» **WHAT YOU WILL DO**:
A) From the blog post on discourse semantics, list the page numbers cited for Martin (1992).
B) For each statement, say whether it agrees with the blog post on discourse semantics, and quote the words that decide it.
(i) The discourse semantic model treats the discourse/grammar relation as instantiation.
(ii) The modular perspective in Martin's English Text has two main dimensions, stratification and metafunction.
(iii) The stratum of discourse semantics was theorised with an understanding of strata as different levels of symbolic abstraction.
C) Write a continuation of the blog post on discourse semantics, starting after its final sentence.

═════ TEXT PASSAGE ═════

Sunday, 10 June 2018

David Rose Promoting Jim Martin's Discourse Semantics Model

The discourse semantic model attempts to resolve this contradiction, by treating the discourse/grammar relation as stratal abstraction, rather than instantiation. That is, the discourse semantic stratum consists of feature/structure systems that are instantiated in the discourse patterns of texts. These discourse semantic patterns are realised inter-stratally as grammatical patterns, that instantiate grammatical systems.


Blogger Comments:

[1] See the previous post for why the said contradiction only arises from Rose's misunderstandings of instantiation and cohesion.  This clause thus begins the logical fallacy known as a straw man argument:
A straw man argument is one that misrepresents a position in order to make it appear weaker than it actually is, refutes this misrepresentation of the position, and then concludes that the real position has been refuted. This, of course, is a fallacy, because the position that has been claimed to be refuted is different to that which has actually been refuted; the real target of the argument is untouched by it.

[2] To be clear, treating discourse and grammar as two strata of symbolic abstraction is reinterpreting the word 'discourse' to mean 'semantics'.  A complicating factor here is that the stratum of discourse semantics (Martin 1992) was not theorised with an understanding of strata as different levels of symbolic abstraction.  Instead, Martin misinterpreted all strata as interacting modules of meaning. Martin (1992: 390, 392, 488):
Each of the presentations of linguistic text forming resources considered above adopted a modular perspective. As far as English Text is concerned this has two main dimensions: stratification and, within strata, metafunction. …
The modularity imposed by stratification is also an important issue. Discourse systems generate structures which in principle cut across grammatical and phonological ones. …
In this chapter a brief sketch of some of the ways in which discourse semantics interacts with lexicogrammar and phonology has been presented. The problem addressed is a fundamental concern of modular models of semiosis — namely, once modules are distinguished, how do they interface? What is the nature of the conversation among components?

═════ RECORD EXTRACTS ═════

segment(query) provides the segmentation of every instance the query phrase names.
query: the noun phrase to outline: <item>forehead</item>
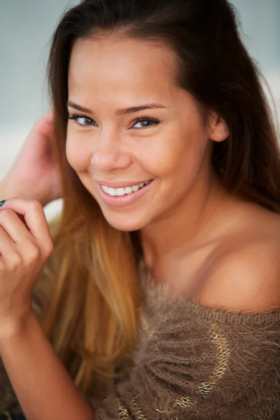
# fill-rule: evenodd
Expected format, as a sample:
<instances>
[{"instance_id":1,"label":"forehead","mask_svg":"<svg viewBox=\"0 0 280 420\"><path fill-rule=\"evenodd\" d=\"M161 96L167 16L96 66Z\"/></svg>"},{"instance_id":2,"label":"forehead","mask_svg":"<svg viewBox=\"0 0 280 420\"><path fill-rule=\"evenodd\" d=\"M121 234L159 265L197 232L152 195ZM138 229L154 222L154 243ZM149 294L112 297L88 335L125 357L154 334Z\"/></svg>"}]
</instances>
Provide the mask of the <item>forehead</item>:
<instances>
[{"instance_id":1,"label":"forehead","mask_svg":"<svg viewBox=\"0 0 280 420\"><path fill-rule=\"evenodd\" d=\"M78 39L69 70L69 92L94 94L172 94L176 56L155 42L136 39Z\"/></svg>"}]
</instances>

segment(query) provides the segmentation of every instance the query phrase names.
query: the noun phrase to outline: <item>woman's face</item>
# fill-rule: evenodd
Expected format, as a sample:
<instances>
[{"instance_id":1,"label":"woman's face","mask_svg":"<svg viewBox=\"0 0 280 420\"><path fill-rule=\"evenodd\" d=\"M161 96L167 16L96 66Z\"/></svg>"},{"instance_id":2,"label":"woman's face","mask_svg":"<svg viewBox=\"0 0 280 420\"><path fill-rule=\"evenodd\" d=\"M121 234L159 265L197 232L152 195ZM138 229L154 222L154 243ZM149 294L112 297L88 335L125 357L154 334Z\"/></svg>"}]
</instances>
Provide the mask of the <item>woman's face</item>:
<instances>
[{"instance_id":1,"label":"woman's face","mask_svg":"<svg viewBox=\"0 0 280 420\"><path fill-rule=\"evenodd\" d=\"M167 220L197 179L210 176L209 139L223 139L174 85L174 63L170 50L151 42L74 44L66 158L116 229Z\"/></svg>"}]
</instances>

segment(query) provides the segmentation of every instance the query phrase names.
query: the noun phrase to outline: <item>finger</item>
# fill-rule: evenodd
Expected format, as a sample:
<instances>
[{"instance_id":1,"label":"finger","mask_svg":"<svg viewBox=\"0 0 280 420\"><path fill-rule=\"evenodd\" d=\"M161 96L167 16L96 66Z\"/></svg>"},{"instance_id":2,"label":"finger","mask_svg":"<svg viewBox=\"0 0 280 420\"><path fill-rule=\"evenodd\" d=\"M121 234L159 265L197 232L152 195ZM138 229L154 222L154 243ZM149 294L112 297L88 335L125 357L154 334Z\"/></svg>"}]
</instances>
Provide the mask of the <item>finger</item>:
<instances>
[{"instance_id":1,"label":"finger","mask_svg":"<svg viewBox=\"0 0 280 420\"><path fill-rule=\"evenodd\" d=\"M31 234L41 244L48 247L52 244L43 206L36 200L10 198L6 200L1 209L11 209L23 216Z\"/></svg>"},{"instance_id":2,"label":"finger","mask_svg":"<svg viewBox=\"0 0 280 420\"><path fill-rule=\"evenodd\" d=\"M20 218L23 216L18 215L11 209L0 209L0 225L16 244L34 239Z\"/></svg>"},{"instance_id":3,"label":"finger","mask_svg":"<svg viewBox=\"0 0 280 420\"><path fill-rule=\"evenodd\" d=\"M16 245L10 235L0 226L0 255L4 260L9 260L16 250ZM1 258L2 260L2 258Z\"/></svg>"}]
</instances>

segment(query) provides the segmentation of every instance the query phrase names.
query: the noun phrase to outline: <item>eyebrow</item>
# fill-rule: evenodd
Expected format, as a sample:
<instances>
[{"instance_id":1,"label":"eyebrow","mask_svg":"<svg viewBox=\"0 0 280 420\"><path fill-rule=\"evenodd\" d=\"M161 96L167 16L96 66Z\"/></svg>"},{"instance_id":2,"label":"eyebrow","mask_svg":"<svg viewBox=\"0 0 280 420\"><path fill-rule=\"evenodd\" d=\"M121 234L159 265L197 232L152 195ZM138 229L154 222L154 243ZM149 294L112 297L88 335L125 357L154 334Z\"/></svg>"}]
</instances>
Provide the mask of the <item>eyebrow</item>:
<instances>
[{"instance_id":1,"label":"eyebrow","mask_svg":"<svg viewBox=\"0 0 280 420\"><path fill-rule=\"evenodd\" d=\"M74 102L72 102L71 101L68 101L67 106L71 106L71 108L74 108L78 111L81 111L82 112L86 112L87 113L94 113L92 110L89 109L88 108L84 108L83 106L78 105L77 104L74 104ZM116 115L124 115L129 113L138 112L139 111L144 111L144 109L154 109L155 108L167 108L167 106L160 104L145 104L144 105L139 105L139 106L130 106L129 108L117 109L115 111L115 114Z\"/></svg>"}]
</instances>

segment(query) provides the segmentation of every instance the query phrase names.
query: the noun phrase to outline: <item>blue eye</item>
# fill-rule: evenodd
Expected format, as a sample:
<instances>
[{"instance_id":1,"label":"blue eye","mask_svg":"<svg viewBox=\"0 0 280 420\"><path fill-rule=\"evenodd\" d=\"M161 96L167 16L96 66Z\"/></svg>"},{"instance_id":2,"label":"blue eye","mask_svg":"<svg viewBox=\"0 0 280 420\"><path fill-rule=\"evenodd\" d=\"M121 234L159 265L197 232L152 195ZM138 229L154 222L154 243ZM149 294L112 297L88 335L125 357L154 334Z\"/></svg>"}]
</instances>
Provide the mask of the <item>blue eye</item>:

═════

» **RESULTS IN ORDER**:
A) 390, 392, 488

B)
(i) No: "as stratal abstraction, rather than instantiation"
(ii) Yes: "this has two main dimensions: stratification and, within strata, metafunction"
(iii) No: "was not theorised with an understanding of strata as different levels of symbolic abstraction"

C)
[3] There is a sense in which the relation between grammar and discourse is one of instantiation, though not the sense understood by Rose.  The relation between grammatical systems and the grammar of a text is instantiation, and for Halliday (2008: 78), text and discourse are two views on the same phenomenon:
I do make a difference between these two; but it is a difference in point of view, between different angles of vision on the phenomena, not in the phenomena themselves. So we can use either to define the other:
  • 'discourse' is text that is being viewed in its sociocultural context, while
  • 'text' is discourse that is being viewed as a process of language.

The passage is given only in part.